▶ **Document excerpt**

****************************************

Officers and Directors 

Shares of

Common

stock

   Percentage 
         
Marshini Thulkanam   100,000    0.214%
Aleem Sheikh   150,000    0.321%
Dhurata Toli   200,000    0.428%
Reyad Fezzani   150,000    0.321%
Leilani Latimer   -    - 
           
All Officers and Directors as a Group (5)   600,000    1.284%
           
More than 5% Beneficial Owners:          
           
Rural Asset Management Services, Inc. (1)   5,132,000    10.970%
           
NHE Pty Ltd (2)   3,000,000    6.413%
           
Taleo Holdings (L) LTD (3)   22,285,079    47.635%

 

  (1) The principal owner of Rural Asset Management Services, Inc is Si Jing Yi and its address is Kensington Gardens, No. U1317 Lot 7616, Jalan Jumider, Federal Territory, Malaysia.
  (2) The principal owner of NHE Pty Ltd is Boualem Boashash and its address is 40 Rawnsley Street, Dutton Park QLD 4102 Australia.
  (3) The principal owner of Taleo Holdings (L) LTD is Ali Kasa and its address is 366 Nursery Road, Holland Park, 4121 QLD, Australia.

****************************************

Records excerpted from a collection:
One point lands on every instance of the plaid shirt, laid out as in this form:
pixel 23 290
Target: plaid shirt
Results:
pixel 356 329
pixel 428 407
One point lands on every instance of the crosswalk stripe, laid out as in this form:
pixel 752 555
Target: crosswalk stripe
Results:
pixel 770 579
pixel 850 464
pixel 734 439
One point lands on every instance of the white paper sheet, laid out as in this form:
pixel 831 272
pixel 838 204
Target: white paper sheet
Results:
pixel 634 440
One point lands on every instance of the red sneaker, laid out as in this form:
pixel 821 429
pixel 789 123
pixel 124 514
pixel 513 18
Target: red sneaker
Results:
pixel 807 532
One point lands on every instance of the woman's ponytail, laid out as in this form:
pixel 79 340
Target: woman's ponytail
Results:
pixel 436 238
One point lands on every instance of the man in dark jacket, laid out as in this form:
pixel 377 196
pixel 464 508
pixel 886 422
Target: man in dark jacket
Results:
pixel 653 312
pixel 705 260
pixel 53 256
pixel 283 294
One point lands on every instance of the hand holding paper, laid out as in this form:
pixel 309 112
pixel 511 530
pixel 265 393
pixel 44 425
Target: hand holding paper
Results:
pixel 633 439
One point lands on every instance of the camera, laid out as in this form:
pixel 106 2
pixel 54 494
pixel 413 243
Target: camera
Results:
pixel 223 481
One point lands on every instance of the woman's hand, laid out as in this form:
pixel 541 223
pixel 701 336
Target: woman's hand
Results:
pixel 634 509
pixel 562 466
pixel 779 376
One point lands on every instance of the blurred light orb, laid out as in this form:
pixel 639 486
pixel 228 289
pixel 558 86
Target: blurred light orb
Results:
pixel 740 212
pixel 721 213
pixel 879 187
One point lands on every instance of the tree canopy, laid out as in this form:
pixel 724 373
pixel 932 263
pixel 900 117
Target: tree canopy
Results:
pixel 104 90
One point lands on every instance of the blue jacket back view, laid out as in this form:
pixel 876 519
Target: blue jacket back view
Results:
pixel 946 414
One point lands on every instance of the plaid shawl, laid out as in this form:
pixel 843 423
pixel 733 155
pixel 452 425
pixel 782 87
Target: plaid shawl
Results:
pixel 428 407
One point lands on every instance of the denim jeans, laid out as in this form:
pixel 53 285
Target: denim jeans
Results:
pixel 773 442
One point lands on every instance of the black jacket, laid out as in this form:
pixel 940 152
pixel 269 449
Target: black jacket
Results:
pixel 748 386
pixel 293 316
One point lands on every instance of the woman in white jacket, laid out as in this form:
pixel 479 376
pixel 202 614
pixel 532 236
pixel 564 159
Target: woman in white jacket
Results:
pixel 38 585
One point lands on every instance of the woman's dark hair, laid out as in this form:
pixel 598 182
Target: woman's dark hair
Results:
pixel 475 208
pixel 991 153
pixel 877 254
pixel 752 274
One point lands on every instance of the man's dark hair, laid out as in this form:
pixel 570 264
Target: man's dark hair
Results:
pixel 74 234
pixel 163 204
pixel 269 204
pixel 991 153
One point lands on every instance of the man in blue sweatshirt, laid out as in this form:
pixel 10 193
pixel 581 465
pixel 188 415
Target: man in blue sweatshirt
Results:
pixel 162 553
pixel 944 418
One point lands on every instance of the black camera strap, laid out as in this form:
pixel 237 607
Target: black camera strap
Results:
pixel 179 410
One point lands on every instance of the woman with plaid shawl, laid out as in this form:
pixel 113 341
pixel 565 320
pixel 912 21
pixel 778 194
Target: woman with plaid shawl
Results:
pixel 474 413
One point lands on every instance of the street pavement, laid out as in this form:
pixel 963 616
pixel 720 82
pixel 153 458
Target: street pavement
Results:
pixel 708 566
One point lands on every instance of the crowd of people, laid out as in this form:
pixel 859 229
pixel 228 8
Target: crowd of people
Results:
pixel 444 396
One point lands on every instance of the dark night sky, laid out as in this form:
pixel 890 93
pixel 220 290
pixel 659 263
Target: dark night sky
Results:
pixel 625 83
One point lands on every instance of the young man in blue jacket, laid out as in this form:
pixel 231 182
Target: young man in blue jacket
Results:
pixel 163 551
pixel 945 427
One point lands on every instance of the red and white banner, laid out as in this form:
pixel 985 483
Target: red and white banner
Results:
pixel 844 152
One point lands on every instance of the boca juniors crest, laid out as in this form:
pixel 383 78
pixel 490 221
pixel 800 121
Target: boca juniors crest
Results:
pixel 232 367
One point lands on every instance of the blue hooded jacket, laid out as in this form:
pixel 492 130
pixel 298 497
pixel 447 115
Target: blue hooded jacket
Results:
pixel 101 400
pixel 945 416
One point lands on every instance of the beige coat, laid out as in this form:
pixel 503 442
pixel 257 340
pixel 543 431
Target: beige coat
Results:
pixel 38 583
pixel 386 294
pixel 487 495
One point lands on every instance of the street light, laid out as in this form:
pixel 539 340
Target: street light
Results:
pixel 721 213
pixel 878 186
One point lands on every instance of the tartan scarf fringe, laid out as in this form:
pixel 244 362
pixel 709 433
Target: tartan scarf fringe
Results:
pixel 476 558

****************************************

Supply the next part of the share ownership document, picking up right after its footnote on Taleo Holdings (L) LTD.

▶ **Task response**
Legal Proceedings

 

The Company is not aware of any legal proceedings in which any director, officer, or any owner of record or beneficial owner of more than 5% of any class of voting securities of the Company, or any affiliate of any such director, officer, affiliate of the Company, or security holder, or any person who will become a director upon completion of the transactions contemplated by the Agreement is a party, or any information that any such person is adverse to the Company or has a material interest adverse to the Company.

 

CORPORATE GOVERNANCE

 

The Board of Directors

 

As set forth in our Articles of Incorporation and Bylaws, all directors of the Company hold office until the next annual meeting of stockholders or until their successors have been duly elected and qualified. Other than as disclosed in this Information Statement, to the knowledge of the Company, are no agreements with respect to the election of directors. The Company’s executive officers serve at the discretion of the Board.

 

Code of Ethics

 

We have not adopted a written Code of Ethics at this time that applies to our principal executive officer, principal financial officer, principal accounting officer or controller, or persons performing similar functions. Our Board of Directors are reviewing the necessity of adopting such a document given we are still in the start-up exploration stage and have limited employees, officers and directors.

 

Nominating Committee

 

We do not have a Nominating Committee. Since our formation we have relied upon the personal relationships of our President to attract individuals to our Board of Directors.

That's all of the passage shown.